__Task item__
Answer with a bare number: the count of lines in the records below that have the word "waterfall".

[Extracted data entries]
......
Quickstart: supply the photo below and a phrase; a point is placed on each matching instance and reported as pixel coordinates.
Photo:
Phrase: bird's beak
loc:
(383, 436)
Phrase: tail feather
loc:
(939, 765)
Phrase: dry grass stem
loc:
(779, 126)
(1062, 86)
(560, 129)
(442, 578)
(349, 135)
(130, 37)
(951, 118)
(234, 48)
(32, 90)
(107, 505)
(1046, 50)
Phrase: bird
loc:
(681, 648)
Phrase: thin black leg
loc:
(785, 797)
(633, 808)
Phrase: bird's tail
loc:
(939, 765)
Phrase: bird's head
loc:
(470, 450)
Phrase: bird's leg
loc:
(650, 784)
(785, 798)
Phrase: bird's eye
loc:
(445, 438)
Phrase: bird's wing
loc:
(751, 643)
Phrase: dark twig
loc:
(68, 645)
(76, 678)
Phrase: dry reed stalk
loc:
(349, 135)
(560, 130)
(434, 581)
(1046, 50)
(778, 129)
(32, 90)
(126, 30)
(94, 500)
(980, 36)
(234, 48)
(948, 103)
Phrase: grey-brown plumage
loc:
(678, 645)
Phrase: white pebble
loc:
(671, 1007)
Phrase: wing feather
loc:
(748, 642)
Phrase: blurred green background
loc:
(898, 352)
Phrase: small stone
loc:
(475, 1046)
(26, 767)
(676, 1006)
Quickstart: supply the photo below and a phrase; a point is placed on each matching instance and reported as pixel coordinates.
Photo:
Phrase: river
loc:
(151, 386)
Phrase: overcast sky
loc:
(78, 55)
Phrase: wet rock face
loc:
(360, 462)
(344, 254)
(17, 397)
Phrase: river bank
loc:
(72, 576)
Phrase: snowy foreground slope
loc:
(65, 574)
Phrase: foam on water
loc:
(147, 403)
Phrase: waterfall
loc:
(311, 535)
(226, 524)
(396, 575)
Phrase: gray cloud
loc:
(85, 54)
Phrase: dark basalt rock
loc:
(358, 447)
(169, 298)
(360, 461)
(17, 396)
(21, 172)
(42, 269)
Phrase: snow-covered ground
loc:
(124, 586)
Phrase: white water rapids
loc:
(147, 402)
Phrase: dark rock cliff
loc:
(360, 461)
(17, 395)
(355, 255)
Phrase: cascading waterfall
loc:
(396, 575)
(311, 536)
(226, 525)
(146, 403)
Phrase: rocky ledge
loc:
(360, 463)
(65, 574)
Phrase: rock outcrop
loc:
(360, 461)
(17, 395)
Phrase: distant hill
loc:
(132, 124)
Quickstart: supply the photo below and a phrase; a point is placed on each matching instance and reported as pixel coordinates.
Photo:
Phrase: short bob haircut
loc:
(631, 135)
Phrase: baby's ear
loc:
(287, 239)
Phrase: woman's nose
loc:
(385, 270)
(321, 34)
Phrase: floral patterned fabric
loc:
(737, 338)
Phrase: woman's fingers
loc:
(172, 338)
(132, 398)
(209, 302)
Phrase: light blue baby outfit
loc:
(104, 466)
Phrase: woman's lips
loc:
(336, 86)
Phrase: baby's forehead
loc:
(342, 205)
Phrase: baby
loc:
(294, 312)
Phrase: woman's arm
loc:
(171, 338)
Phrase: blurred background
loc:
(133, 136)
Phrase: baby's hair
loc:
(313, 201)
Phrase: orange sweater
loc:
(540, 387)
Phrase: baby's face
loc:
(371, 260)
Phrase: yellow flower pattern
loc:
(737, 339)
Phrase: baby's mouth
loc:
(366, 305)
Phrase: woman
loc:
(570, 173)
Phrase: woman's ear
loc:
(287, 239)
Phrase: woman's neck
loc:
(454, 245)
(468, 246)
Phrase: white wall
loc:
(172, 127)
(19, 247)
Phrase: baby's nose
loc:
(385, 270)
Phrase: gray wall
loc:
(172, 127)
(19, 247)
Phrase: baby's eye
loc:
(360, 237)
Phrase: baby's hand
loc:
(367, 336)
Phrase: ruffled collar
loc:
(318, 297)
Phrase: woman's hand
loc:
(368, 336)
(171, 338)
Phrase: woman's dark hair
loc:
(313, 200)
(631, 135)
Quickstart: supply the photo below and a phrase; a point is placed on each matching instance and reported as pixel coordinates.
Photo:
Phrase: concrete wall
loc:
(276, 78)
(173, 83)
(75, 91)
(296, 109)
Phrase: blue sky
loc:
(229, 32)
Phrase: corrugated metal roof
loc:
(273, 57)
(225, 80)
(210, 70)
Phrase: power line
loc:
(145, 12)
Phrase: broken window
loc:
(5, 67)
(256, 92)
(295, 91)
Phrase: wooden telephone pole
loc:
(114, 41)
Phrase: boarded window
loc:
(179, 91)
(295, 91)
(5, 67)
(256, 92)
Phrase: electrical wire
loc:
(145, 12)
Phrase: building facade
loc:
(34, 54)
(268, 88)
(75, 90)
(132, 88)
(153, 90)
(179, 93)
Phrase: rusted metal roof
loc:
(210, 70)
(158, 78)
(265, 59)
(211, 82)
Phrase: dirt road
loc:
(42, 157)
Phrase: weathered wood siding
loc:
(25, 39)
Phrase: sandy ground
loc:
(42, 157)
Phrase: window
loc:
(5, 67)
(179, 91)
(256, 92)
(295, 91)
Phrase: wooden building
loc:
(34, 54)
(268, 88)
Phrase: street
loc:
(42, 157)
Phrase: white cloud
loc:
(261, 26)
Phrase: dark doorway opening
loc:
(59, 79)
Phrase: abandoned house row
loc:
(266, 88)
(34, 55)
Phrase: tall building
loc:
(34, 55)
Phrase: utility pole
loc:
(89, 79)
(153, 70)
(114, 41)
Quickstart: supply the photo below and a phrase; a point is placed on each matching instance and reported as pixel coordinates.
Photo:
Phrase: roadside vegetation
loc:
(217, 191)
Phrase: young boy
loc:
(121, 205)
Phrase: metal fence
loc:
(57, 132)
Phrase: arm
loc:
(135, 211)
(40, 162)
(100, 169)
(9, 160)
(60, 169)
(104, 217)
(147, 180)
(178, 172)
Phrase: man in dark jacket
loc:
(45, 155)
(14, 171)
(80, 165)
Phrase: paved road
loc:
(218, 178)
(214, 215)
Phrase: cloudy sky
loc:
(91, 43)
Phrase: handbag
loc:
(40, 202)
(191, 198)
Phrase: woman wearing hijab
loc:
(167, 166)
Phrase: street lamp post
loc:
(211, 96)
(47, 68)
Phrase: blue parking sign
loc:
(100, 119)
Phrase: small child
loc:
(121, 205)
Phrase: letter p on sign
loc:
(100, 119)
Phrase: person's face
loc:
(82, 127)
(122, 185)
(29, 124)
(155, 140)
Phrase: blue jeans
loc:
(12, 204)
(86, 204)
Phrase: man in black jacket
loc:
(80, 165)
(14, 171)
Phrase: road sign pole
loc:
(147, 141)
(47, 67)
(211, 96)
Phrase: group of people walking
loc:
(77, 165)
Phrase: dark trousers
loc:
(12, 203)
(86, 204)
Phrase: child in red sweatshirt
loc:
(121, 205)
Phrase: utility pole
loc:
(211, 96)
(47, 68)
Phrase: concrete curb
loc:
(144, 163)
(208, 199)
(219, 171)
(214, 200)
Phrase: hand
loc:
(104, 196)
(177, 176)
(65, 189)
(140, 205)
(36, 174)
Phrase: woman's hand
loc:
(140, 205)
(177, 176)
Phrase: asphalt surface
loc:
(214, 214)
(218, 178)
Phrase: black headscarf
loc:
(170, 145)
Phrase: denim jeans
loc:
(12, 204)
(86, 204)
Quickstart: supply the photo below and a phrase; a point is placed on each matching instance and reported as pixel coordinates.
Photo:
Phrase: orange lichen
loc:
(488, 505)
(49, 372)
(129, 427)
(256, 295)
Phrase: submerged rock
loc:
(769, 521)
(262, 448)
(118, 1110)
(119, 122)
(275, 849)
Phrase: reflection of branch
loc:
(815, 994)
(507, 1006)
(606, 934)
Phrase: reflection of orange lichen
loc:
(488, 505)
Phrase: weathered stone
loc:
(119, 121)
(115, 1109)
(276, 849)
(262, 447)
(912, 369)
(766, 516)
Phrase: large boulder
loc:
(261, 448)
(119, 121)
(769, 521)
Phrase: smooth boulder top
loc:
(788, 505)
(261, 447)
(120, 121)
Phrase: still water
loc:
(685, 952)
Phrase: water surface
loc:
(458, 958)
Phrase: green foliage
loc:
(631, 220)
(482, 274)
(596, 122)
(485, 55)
......
__Task solution__
2